*** Task data

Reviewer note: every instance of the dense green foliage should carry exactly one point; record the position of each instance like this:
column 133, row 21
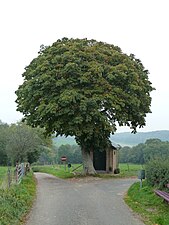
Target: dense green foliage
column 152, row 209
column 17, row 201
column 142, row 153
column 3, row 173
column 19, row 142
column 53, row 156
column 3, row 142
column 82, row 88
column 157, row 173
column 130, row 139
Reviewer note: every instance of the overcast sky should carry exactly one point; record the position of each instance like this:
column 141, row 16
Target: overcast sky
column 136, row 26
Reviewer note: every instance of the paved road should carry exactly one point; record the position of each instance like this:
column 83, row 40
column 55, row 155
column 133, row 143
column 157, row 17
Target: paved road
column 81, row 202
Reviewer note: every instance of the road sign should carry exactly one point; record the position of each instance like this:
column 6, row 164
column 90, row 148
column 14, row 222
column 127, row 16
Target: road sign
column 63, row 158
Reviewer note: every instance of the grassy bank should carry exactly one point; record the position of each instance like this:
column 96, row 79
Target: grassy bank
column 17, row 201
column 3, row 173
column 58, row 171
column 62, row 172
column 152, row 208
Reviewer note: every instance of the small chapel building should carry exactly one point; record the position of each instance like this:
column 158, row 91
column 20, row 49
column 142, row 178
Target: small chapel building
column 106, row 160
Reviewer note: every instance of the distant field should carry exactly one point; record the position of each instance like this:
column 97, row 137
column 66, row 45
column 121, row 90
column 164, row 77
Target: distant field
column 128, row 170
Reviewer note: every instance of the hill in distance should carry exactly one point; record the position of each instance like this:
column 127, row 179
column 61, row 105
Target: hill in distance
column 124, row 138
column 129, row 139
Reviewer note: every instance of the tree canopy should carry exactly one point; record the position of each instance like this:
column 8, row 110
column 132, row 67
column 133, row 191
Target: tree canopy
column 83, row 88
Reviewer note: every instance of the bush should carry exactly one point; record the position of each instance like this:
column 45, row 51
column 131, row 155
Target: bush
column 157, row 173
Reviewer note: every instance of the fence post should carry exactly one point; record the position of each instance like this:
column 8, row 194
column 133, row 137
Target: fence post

******

> Requirement:
From the listing above, reproduce verbatim only the lines that begin at the one containing "Reviewer note: every instance of the small" and end with the one containing "column 106, row 160", including both of those lines.

> Response to the task:
Reviewer note: every instance of the small chapel building should carry exactly one point; record the position of each instance like this:
column 158, row 91
column 20, row 49
column 142, row 178
Target: small chapel building
column 106, row 160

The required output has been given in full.